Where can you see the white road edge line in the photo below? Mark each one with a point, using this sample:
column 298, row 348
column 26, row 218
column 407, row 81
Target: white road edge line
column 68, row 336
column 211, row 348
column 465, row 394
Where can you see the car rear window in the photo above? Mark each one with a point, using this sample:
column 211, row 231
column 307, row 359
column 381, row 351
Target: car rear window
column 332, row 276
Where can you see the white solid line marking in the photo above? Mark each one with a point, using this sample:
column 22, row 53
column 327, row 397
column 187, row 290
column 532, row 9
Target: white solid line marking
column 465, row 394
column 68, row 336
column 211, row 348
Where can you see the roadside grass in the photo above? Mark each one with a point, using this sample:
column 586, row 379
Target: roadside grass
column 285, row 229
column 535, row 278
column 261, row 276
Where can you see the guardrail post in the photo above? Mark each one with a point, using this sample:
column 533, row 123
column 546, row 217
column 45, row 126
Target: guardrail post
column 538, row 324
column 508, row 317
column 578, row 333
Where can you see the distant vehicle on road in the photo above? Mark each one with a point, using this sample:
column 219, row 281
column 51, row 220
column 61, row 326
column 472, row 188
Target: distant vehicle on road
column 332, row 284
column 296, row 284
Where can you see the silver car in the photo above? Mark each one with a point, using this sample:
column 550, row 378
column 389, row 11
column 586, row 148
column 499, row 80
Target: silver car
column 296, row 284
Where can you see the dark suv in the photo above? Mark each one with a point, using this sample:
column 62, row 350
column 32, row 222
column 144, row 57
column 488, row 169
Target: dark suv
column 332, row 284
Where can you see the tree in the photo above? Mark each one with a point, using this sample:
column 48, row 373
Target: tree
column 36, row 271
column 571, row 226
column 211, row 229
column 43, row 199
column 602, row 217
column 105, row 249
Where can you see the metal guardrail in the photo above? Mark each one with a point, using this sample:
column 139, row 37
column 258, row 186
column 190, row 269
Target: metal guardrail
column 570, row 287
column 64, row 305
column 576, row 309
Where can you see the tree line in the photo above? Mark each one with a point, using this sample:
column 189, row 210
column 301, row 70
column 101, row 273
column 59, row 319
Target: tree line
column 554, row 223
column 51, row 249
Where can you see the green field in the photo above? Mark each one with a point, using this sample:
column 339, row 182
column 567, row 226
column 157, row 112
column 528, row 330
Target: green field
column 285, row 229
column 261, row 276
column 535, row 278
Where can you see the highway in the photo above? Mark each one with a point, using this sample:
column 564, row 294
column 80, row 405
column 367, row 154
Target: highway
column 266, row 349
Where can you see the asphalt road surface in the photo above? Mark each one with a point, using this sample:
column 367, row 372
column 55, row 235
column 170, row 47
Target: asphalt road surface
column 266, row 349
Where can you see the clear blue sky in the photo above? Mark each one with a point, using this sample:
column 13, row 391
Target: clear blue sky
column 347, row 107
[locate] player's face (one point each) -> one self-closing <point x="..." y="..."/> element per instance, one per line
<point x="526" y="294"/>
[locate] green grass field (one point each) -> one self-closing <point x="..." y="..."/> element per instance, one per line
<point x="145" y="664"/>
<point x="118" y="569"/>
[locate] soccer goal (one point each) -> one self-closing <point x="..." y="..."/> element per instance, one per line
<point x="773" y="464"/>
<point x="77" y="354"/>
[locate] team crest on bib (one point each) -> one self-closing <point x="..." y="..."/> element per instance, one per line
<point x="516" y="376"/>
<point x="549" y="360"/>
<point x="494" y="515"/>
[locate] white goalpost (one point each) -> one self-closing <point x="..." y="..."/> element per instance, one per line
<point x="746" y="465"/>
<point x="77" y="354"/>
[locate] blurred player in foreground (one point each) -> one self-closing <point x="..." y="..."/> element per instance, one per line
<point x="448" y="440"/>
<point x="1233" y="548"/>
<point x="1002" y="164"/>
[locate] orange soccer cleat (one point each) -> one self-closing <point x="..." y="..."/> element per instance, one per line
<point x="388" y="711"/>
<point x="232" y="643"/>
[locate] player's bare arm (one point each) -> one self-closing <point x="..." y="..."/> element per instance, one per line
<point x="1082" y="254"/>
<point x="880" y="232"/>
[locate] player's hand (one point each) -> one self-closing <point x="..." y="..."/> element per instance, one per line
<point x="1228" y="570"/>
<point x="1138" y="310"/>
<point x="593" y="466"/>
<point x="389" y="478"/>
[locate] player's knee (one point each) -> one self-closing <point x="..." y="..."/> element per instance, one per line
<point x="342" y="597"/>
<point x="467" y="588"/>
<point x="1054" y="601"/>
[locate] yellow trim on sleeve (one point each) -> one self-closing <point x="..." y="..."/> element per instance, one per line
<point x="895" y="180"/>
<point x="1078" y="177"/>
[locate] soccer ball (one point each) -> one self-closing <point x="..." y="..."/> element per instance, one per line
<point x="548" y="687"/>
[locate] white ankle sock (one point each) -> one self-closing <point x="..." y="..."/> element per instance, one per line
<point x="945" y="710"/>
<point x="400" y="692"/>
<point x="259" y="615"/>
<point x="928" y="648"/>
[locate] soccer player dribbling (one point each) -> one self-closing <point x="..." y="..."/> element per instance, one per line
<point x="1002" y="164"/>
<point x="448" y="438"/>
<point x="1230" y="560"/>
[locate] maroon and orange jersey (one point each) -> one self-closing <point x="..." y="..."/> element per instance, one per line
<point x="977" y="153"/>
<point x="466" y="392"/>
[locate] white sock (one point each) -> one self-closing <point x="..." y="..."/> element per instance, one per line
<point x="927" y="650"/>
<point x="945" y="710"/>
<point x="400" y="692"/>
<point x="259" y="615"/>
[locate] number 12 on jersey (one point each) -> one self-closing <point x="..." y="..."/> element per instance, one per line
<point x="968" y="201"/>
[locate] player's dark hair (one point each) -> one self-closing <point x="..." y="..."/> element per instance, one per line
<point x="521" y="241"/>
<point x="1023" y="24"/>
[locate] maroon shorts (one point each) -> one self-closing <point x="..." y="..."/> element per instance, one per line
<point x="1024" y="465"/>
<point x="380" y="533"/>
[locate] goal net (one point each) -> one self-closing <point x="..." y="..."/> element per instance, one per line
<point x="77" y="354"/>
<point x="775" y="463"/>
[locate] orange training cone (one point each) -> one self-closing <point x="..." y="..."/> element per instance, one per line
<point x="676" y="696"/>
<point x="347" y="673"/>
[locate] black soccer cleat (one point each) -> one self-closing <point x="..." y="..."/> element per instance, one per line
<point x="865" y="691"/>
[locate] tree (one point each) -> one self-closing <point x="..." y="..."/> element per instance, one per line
· · ·
What is asked »
Recast every one of the items above as a JSON list of strings, with one string per line and blank lines omitted.

Response »
[
  "Where can you see the white road edge line in the photo below? Mark each one with a point, using this sample:",
  "column 298, row 348",
  "column 26, row 218",
  "column 407, row 81",
  "Target: white road edge line",
  "column 68, row 336",
  "column 211, row 348",
  "column 465, row 394",
  "Where can you see the car rear window in the photo above? Mark each one with a point, using this sample:",
  "column 211, row 231",
  "column 307, row 359",
  "column 381, row 351",
  "Target: car rear window",
  "column 332, row 276",
  "Where can you see the white solid line marking in the photo above? Mark each one with a point, using this sample:",
  "column 22, row 53",
  "column 327, row 397",
  "column 187, row 290",
  "column 532, row 9",
  "Target: white solid line marking",
  "column 465, row 394",
  "column 68, row 336",
  "column 211, row 348",
  "Where can you see the roadside grass in the photo above? Mark each one with a point, using this sample:",
  "column 586, row 379",
  "Target: roadside grass",
  "column 285, row 229",
  "column 535, row 278",
  "column 261, row 276",
  "Where can you see the guardrail post in the photo above? Mark each one with a point, using this sample:",
  "column 533, row 123",
  "column 546, row 217",
  "column 45, row 126",
  "Target: guardrail post",
  "column 538, row 324",
  "column 508, row 317",
  "column 578, row 333",
  "Where can you see the distant vehicle on road in the photo above? Mark each one with a point, using this sample:",
  "column 219, row 281",
  "column 51, row 220",
  "column 61, row 326",
  "column 472, row 188",
  "Target: distant vehicle on road",
  "column 332, row 284",
  "column 296, row 284",
  "Where can you see the silver car in the photo above? Mark each one with a point, using this sample:",
  "column 550, row 378",
  "column 389, row 11",
  "column 586, row 148",
  "column 499, row 80",
  "Target: silver car",
  "column 296, row 284",
  "Where can you see the dark suv in the photo above? Mark each one with a point, using this sample:",
  "column 62, row 350",
  "column 32, row 222",
  "column 144, row 57",
  "column 488, row 169",
  "Target: dark suv",
  "column 332, row 284",
  "Where can you see the tree in the photo above? Mark each one with a point, using this sample:",
  "column 48, row 373",
  "Target: tree",
  "column 36, row 271",
  "column 571, row 226",
  "column 211, row 229",
  "column 43, row 199",
  "column 602, row 217",
  "column 105, row 249",
  "Where can you see the metal guardrail in the photo above? Mark each one with a point, using this sample:",
  "column 139, row 37",
  "column 258, row 186",
  "column 190, row 269",
  "Target: metal guardrail",
  "column 570, row 287",
  "column 64, row 305",
  "column 576, row 309",
  "Where can you see the tree line in the photo above? Mark each one with a point, using this sample:",
  "column 189, row 210",
  "column 301, row 70",
  "column 101, row 273",
  "column 59, row 319",
  "Target: tree line",
  "column 554, row 223",
  "column 51, row 249",
  "Where can you see the green field in the photo above? Mark each one with a point, using this sample:",
  "column 339, row 182",
  "column 567, row 226",
  "column 157, row 112",
  "column 528, row 330",
  "Target: green field",
  "column 285, row 229",
  "column 261, row 276",
  "column 535, row 278",
  "Where can you see the highway in the photo above? Mark each one with a point, using this sample:",
  "column 564, row 294",
  "column 80, row 405",
  "column 367, row 154",
  "Target: highway",
  "column 266, row 349",
  "Where can you see the asphalt road surface in the photo above? Mark each one with a point, using this sample:",
  "column 367, row 372",
  "column 55, row 235",
  "column 170, row 47",
  "Target: asphalt road surface",
  "column 266, row 349",
  "Where can you see the clear blue sky in the photo above? Mark each one with a point, using this sample:",
  "column 13, row 391",
  "Target: clear blue sky",
  "column 347, row 107",
  "[locate] player's face (one point each) -> one self-closing <point x=\"...\" y=\"...\"/> element per instance, one per line",
  "<point x=\"526\" y=\"294\"/>",
  "[locate] green grass field (one point each) -> one self-closing <point x=\"...\" y=\"...\"/> element per instance, one per line",
  "<point x=\"145\" y=\"664\"/>",
  "<point x=\"118\" y=\"569\"/>",
  "[locate] soccer goal (one point each) -> one self-closing <point x=\"...\" y=\"...\"/> element per instance, one per line",
  "<point x=\"773\" y=\"464\"/>",
  "<point x=\"77\" y=\"354\"/>",
  "[locate] team crest on bib (one point each) -> one self-closing <point x=\"...\" y=\"...\"/> element per instance, one per line",
  "<point x=\"516\" y=\"376\"/>",
  "<point x=\"549\" y=\"360\"/>",
  "<point x=\"494\" y=\"515\"/>",
  "[locate] white goalpost (one point each) -> one self-closing <point x=\"...\" y=\"...\"/> element per instance, one per line",
  "<point x=\"746\" y=\"465\"/>",
  "<point x=\"77\" y=\"354\"/>",
  "[locate] blurred player in foreground (one point each) -> one self-closing <point x=\"...\" y=\"...\"/> element per instance, one per line",
  "<point x=\"448\" y=\"440\"/>",
  "<point x=\"1233\" y=\"548\"/>",
  "<point x=\"1002\" y=\"164\"/>",
  "[locate] orange soccer cleat (one point each) -> one self-closing <point x=\"...\" y=\"...\"/> element per instance, one per line",
  "<point x=\"388\" y=\"711\"/>",
  "<point x=\"232\" y=\"643\"/>",
  "[locate] player's bare arm (one point each) -> one self-closing <point x=\"...\" y=\"...\"/> element per instance, one per line",
  "<point x=\"1082\" y=\"254\"/>",
  "<point x=\"880\" y=\"232\"/>",
  "[locate] player's hand (one point each) -> one self-closing <point x=\"...\" y=\"...\"/> element per instance, one per line",
  "<point x=\"1228\" y=\"570\"/>",
  "<point x=\"1138\" y=\"310\"/>",
  "<point x=\"593\" y=\"466\"/>",
  "<point x=\"389\" y=\"478\"/>",
  "[locate] player's knee (one point each) -> one self-closing <point x=\"...\" y=\"...\"/> element per instance, one per line",
  "<point x=\"342\" y=\"597\"/>",
  "<point x=\"467\" y=\"588\"/>",
  "<point x=\"1054\" y=\"601\"/>",
  "[locate] yellow trim on sleeve (one point each) -> one self-closing <point x=\"...\" y=\"...\"/> element per instance, one per line",
  "<point x=\"895\" y=\"180\"/>",
  "<point x=\"1078\" y=\"177\"/>",
  "[locate] soccer ball (one point each) -> one self-closing <point x=\"...\" y=\"...\"/> element per instance, one per line",
  "<point x=\"548\" y=\"687\"/>",
  "[locate] white ankle sock (one point each) -> one self-closing <point x=\"...\" y=\"...\"/> element per instance, one per line",
  "<point x=\"945\" y=\"710\"/>",
  "<point x=\"400\" y=\"692\"/>",
  "<point x=\"259\" y=\"615\"/>",
  "<point x=\"928\" y=\"648\"/>",
  "[locate] soccer player dribbling (one point each) -> one self-closing <point x=\"...\" y=\"...\"/> element per instance, one per line",
  "<point x=\"1002\" y=\"164\"/>",
  "<point x=\"448\" y=\"438\"/>",
  "<point x=\"1230\" y=\"560\"/>",
  "[locate] maroon and orange jersey (one point each) -> one self-closing <point x=\"...\" y=\"...\"/> element per instance, one per line",
  "<point x=\"977\" y=\"153\"/>",
  "<point x=\"466\" y=\"392\"/>",
  "[locate] white sock (one point each) -> one self-closing <point x=\"...\" y=\"...\"/> element per instance, one per line",
  "<point x=\"927\" y=\"650\"/>",
  "<point x=\"945\" y=\"710\"/>",
  "<point x=\"400\" y=\"692\"/>",
  "<point x=\"259\" y=\"615\"/>",
  "[locate] number 12 on jersey (one point each) -> one self-closing <point x=\"...\" y=\"...\"/> element per instance, one per line",
  "<point x=\"968\" y=\"201\"/>",
  "[locate] player's dark hair (one point each) -> one self-closing <point x=\"...\" y=\"...\"/> element per instance, one per line",
  "<point x=\"521\" y=\"241\"/>",
  "<point x=\"1023\" y=\"24\"/>",
  "[locate] maroon shorts (one point each) -> one self-closing <point x=\"...\" y=\"...\"/> element per instance, one per line",
  "<point x=\"1024\" y=\"465\"/>",
  "<point x=\"380\" y=\"533\"/>",
  "[locate] goal net (one point each) -> one self-closing <point x=\"...\" y=\"...\"/> element per instance, one per line",
  "<point x=\"77\" y=\"354\"/>",
  "<point x=\"775\" y=\"463\"/>",
  "[locate] orange training cone (one point each) -> one self-closing <point x=\"...\" y=\"...\"/> element per instance, one per line",
  "<point x=\"676\" y=\"696\"/>",
  "<point x=\"347\" y=\"673\"/>",
  "[locate] black soccer cleat (one point each) -> one self-closing <point x=\"...\" y=\"...\"/> element per instance, one per line",
  "<point x=\"865\" y=\"691\"/>",
  "[locate] tree (one point each) -> one self-closing <point x=\"...\" y=\"...\"/> element per instance, one per line"
]